ARTICLE →

Adrian The Cal Bear said:

Vogelsong > Kershaw


Still true to this day in the rings column
It isn't just true in the "rings" column. It is true in the "quality of post-season performance" column.

The OP in this 7+ year old thread came in 2012 when Vogelsong was a 34 year old journeyman about to turn 35, in the midst of a run of 16 consecutive quality starts. Nice. But Kershaw was following up his 2011 Cy Young season with a second place Cy Young season, to be followed by Cy Young seasons the next two years and an MVP in 2014. In the snapshot moment of the 2012 regular season, it was fair to compare how Vogelsong and Kershaw were doing, even if one was a true journeyman and the other a future Hall of Famer who are not comparable, regular season career-wise.

But post-season performance? The journeyman wins. In 2012, the 35 year old Vogelsong had one of the best post-seasons of the division series era, with a 3-0 record and a 1.09 ERA in 24 2/3 innings. And the one game he didn't win was the most crucial performance, allowing only 1 run in 5 innings against the Reds in game 3 of the 2012 NLDS in a game the Giants had trouble scoring in, needing an unearned run in extra innings to win 2-1 and avoid a sweep. If Vogey has a Kershaw-like post-season performance in that game, we're not talking about 3 World Series wins in 5 years. If Vogey has a Kershaw-like performance in either of his 2 games against the Cardinals in the NLCS, we're probably not talking about 3 World Series rings in 5 years. And who knows what happens if Vogelsong doesn't pitch 5 2/3 shut out innings in the World Series, instead of winning 2-0 to go up 3-0 in the series, maybe the Giants lose, and it is a different series.

INSTRUCTIONS →
(1) Write out the stretch of the forum post from "Still true to" through "regular season career-wise.", word for word.
(2) According to the forum post, what record and ERA did Vogelsong have in the 2012 post-season?
Rely only on the forum post about Vogelsong and Kershaw, not on outside knowledge.

(Extracted data entries)

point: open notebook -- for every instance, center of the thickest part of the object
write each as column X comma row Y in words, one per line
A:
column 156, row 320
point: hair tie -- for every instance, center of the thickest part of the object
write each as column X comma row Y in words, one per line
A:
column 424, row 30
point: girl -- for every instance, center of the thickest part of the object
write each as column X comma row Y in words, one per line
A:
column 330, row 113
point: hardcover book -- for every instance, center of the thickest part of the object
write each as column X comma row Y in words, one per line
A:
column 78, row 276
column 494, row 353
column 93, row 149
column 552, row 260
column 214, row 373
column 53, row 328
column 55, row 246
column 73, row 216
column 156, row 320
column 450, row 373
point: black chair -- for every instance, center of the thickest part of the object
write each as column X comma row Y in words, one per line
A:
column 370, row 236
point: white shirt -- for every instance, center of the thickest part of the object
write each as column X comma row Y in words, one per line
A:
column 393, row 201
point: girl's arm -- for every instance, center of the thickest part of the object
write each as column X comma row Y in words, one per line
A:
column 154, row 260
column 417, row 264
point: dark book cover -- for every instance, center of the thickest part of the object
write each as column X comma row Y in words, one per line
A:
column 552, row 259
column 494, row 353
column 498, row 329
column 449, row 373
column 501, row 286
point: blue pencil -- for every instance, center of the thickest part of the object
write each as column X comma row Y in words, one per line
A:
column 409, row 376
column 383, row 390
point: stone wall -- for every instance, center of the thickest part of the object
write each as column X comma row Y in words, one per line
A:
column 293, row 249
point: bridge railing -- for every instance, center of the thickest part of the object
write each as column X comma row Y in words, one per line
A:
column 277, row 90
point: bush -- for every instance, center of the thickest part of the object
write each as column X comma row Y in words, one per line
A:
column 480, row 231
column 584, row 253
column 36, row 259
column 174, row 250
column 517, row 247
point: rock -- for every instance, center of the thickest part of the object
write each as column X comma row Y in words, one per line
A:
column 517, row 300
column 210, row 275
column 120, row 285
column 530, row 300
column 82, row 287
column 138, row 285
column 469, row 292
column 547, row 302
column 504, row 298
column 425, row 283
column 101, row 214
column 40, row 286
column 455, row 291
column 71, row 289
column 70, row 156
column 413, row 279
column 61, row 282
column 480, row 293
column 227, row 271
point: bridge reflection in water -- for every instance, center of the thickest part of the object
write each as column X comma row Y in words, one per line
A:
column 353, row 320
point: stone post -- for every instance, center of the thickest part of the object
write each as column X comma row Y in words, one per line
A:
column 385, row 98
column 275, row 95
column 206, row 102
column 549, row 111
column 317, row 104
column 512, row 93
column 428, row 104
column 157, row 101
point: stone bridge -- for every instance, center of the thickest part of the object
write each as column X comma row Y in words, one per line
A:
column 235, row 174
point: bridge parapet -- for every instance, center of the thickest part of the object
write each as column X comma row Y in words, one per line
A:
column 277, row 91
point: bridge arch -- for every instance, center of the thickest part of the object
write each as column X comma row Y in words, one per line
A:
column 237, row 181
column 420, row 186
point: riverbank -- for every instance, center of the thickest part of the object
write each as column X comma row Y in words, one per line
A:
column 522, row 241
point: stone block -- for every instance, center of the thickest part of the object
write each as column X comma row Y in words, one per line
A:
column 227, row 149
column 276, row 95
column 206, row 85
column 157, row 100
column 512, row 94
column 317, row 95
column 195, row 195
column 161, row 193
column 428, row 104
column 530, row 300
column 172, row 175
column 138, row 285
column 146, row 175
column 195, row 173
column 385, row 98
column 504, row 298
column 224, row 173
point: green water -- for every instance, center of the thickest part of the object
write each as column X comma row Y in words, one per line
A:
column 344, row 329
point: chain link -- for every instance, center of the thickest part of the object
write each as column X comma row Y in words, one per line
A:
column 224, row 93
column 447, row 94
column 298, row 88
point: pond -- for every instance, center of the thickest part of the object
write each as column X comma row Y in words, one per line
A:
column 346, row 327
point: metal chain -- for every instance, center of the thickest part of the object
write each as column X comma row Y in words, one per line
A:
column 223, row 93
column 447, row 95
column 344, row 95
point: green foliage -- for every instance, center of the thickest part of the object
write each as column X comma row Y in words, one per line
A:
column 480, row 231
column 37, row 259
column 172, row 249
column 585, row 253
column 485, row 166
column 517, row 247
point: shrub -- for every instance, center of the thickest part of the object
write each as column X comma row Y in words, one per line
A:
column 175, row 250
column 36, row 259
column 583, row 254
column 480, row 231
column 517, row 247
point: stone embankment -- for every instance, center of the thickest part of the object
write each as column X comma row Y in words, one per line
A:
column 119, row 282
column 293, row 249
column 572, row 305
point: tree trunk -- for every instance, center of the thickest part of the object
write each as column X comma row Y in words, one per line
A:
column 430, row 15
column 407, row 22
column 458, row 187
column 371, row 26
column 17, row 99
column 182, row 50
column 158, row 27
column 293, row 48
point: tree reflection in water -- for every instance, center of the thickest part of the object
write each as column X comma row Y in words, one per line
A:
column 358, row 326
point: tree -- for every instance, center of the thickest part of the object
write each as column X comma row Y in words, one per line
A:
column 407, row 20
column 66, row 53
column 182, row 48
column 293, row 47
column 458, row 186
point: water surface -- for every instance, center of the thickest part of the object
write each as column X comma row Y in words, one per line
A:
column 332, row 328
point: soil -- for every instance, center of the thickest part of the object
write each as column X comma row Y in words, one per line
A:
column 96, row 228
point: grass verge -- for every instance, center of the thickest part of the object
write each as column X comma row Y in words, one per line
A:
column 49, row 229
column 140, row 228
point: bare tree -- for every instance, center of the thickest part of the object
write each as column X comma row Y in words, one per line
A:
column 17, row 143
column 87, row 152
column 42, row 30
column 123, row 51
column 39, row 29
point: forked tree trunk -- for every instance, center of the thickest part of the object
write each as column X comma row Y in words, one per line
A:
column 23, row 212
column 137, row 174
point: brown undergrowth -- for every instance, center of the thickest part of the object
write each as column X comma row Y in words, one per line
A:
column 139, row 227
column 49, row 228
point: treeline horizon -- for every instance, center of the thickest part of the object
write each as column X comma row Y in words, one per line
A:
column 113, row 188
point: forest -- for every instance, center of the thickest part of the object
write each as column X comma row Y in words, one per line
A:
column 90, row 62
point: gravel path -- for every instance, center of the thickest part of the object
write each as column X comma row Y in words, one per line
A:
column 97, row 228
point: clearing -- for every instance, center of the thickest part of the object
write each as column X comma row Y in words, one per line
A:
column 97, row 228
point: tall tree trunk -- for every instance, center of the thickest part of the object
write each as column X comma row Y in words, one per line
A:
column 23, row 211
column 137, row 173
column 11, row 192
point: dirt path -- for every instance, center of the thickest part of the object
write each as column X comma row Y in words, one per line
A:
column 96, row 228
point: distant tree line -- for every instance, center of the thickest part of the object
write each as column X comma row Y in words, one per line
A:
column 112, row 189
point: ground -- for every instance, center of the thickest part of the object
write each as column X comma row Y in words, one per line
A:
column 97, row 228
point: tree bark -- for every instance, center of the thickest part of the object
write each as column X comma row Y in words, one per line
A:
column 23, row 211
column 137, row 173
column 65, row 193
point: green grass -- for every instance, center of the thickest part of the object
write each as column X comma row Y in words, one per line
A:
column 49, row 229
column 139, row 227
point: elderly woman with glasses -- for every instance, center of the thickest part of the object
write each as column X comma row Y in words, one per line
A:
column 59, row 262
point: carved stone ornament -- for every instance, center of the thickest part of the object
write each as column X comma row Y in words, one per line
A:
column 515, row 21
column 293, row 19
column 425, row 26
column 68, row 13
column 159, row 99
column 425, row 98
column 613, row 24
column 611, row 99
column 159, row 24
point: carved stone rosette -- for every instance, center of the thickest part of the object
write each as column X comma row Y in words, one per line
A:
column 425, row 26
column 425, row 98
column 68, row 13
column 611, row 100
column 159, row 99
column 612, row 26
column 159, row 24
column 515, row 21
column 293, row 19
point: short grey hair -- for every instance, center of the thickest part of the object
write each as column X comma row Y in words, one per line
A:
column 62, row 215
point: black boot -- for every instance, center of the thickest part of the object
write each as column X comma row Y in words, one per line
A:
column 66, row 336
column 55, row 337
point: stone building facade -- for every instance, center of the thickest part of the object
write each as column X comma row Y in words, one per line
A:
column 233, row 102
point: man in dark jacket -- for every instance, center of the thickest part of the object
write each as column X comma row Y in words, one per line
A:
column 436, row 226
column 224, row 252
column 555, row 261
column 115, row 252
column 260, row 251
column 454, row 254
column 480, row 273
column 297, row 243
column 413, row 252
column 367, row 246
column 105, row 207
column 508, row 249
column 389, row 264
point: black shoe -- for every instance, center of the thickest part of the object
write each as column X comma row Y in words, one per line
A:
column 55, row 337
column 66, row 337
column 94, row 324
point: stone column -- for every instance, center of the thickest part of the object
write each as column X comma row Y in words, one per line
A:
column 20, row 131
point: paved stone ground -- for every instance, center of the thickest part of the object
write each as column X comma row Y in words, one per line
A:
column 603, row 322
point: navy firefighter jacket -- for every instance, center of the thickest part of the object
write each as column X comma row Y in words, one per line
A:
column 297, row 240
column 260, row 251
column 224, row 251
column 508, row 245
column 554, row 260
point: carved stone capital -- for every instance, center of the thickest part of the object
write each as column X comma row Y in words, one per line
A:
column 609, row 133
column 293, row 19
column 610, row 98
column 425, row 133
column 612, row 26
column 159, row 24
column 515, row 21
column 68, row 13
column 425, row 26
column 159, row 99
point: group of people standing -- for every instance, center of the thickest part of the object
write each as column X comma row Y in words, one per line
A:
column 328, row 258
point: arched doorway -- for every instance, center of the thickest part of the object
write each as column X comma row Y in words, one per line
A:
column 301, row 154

OUTPUTS IN ORDER →
(1)
Still true to this day in the rings column
It isn't just true in the "rings" column. It is true in the "quality of post-season performance" column.

The OP in this 7+ year old thread came in 2012 when Vogelsong was a 34 year old journeyman about to turn 35, in the midst of a run of 16 consecutive quality starts. Nice. But Kershaw was following up his 2011 Cy Young season with a second place Cy Young season, to be followed by Cy Young seasons the next two years and an MVP in 2014. In the snapshot moment of the 2012 regular season, it was fair to compare how Vogelsong and Kershaw were doing, even if one was a true journeyman and the other a future Hall of Famer who are not comparable, regular season career-wise.

(2) A 3-0 record and a 1.09 ERA in 24 2/3 innings.